Lines from the one containing "of the heather" through the end of the data are to be returned exactly, and no others.
(begin)
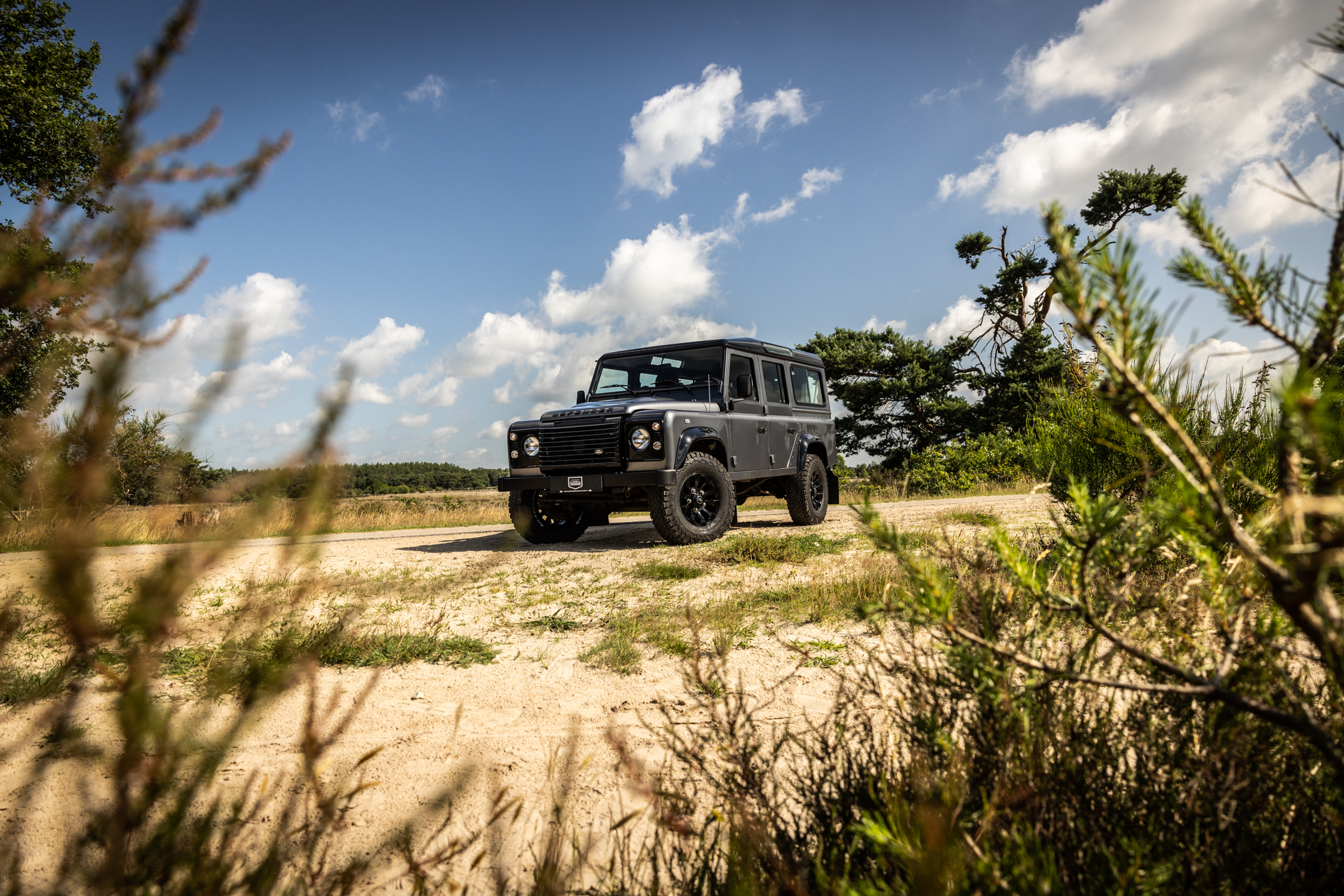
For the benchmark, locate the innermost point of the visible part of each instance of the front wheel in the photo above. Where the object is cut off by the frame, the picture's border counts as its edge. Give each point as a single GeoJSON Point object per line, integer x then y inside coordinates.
{"type": "Point", "coordinates": [542, 521]}
{"type": "Point", "coordinates": [807, 493]}
{"type": "Point", "coordinates": [698, 506]}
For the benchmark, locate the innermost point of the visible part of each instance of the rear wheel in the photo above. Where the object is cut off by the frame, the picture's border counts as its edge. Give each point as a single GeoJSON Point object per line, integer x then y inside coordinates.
{"type": "Point", "coordinates": [805, 492]}
{"type": "Point", "coordinates": [698, 507]}
{"type": "Point", "coordinates": [542, 521]}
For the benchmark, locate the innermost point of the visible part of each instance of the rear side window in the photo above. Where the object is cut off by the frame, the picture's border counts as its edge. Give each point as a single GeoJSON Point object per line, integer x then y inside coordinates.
{"type": "Point", "coordinates": [807, 386]}
{"type": "Point", "coordinates": [772, 377]}
{"type": "Point", "coordinates": [740, 365]}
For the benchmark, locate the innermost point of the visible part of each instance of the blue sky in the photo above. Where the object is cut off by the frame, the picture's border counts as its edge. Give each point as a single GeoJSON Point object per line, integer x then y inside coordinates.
{"type": "Point", "coordinates": [482, 198]}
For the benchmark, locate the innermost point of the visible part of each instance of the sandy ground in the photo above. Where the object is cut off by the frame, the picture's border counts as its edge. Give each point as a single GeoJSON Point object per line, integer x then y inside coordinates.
{"type": "Point", "coordinates": [505, 722]}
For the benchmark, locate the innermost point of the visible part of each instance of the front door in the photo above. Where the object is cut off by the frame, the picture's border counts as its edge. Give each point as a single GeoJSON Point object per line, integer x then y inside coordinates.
{"type": "Point", "coordinates": [749, 443]}
{"type": "Point", "coordinates": [782, 425]}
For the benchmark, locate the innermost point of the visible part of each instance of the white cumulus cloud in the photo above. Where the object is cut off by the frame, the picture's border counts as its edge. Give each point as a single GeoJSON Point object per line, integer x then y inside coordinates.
{"type": "Point", "coordinates": [265, 308]}
{"type": "Point", "coordinates": [874, 325]}
{"type": "Point", "coordinates": [413, 421]}
{"type": "Point", "coordinates": [378, 352]}
{"type": "Point", "coordinates": [784, 104]}
{"type": "Point", "coordinates": [430, 91]}
{"type": "Point", "coordinates": [1206, 87]}
{"type": "Point", "coordinates": [646, 297]}
{"type": "Point", "coordinates": [674, 129]}
{"type": "Point", "coordinates": [359, 120]}
{"type": "Point", "coordinates": [960, 317]}
{"type": "Point", "coordinates": [818, 180]}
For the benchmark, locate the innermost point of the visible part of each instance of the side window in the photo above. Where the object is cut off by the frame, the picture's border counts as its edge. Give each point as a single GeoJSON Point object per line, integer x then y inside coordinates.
{"type": "Point", "coordinates": [807, 386]}
{"type": "Point", "coordinates": [772, 379]}
{"type": "Point", "coordinates": [740, 365]}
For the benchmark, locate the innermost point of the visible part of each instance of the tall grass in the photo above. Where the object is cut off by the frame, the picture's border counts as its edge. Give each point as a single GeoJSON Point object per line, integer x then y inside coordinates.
{"type": "Point", "coordinates": [159, 524]}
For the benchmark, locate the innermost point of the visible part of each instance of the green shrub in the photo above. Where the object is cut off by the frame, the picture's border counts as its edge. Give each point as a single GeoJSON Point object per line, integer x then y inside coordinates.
{"type": "Point", "coordinates": [986, 458]}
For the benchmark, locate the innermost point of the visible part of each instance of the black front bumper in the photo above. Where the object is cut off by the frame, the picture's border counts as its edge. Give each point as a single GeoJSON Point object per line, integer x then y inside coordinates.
{"type": "Point", "coordinates": [609, 481]}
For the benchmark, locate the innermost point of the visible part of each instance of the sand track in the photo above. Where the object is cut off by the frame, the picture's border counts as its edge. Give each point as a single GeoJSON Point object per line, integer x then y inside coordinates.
{"type": "Point", "coordinates": [507, 719]}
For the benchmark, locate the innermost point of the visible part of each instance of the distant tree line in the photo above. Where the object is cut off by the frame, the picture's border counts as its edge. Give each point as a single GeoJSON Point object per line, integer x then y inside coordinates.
{"type": "Point", "coordinates": [354, 480]}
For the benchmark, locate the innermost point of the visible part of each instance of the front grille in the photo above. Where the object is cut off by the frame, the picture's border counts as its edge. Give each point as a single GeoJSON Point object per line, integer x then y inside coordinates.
{"type": "Point", "coordinates": [581, 443]}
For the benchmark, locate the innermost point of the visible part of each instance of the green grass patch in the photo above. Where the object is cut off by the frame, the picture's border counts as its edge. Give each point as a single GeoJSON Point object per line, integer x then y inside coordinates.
{"type": "Point", "coordinates": [260, 662]}
{"type": "Point", "coordinates": [972, 518]}
{"type": "Point", "coordinates": [618, 651]}
{"type": "Point", "coordinates": [554, 622]}
{"type": "Point", "coordinates": [19, 687]}
{"type": "Point", "coordinates": [750, 547]}
{"type": "Point", "coordinates": [664, 571]}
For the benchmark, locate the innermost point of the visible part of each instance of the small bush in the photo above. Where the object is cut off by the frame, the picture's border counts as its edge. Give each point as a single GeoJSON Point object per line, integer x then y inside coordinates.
{"type": "Point", "coordinates": [986, 458]}
{"type": "Point", "coordinates": [768, 548]}
{"type": "Point", "coordinates": [664, 571]}
{"type": "Point", "coordinates": [972, 518]}
{"type": "Point", "coordinates": [554, 622]}
{"type": "Point", "coordinates": [618, 651]}
{"type": "Point", "coordinates": [228, 666]}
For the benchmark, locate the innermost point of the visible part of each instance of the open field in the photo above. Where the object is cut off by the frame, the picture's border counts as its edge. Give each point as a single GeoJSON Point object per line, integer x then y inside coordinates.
{"type": "Point", "coordinates": [158, 524]}
{"type": "Point", "coordinates": [533, 642]}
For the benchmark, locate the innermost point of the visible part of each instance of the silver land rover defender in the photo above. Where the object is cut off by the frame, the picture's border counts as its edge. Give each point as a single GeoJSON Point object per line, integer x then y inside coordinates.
{"type": "Point", "coordinates": [687, 432]}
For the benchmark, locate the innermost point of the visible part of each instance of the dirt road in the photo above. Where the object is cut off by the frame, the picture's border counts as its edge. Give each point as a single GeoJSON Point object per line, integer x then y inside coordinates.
{"type": "Point", "coordinates": [506, 719]}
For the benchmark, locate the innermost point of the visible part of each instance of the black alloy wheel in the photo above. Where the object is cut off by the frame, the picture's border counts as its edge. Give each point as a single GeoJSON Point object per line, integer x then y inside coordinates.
{"type": "Point", "coordinates": [805, 492]}
{"type": "Point", "coordinates": [818, 492]}
{"type": "Point", "coordinates": [698, 506]}
{"type": "Point", "coordinates": [699, 500]}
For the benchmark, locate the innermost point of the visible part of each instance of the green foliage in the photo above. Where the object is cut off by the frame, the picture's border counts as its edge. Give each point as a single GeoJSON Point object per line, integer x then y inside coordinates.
{"type": "Point", "coordinates": [973, 518]}
{"type": "Point", "coordinates": [747, 547]}
{"type": "Point", "coordinates": [1015, 390]}
{"type": "Point", "coordinates": [51, 132]}
{"type": "Point", "coordinates": [960, 466]}
{"type": "Point", "coordinates": [43, 360]}
{"type": "Point", "coordinates": [369, 479]}
{"type": "Point", "coordinates": [1010, 312]}
{"type": "Point", "coordinates": [1143, 192]}
{"type": "Point", "coordinates": [667, 571]}
{"type": "Point", "coordinates": [900, 391]}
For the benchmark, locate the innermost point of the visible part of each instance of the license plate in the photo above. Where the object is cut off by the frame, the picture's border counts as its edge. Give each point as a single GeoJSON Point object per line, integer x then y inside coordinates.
{"type": "Point", "coordinates": [576, 484]}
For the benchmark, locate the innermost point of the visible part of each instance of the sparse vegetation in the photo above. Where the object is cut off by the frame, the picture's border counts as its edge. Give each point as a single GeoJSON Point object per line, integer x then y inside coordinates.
{"type": "Point", "coordinates": [972, 518]}
{"type": "Point", "coordinates": [747, 547]}
{"type": "Point", "coordinates": [667, 571]}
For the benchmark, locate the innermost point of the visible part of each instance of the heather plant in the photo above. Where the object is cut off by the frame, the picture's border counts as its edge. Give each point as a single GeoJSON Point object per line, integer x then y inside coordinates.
{"type": "Point", "coordinates": [146, 812]}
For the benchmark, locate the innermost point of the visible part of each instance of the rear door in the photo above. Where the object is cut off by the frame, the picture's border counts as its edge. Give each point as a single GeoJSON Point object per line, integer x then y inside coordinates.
{"type": "Point", "coordinates": [749, 443]}
{"type": "Point", "coordinates": [784, 428]}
(end)
_Task response:_
For the benchmark, locate the innermost point of the visible part of each instance of the heather plant in the photo above. Where the object is cut off by the frame, the picture's border counts as its edge. Give each point as a single GeoJSON Point object per line, integer x then y inside coordinates.
{"type": "Point", "coordinates": [146, 812]}
For the benchmark, locate the innermost point of the visible part of each instance of the rear door in the photo above. Where the object is cut off by the frame, the picture's border counts as its edge. Give each point as a single GeoJSON Point object per line, integer x then y inside coordinates.
{"type": "Point", "coordinates": [749, 443]}
{"type": "Point", "coordinates": [784, 428]}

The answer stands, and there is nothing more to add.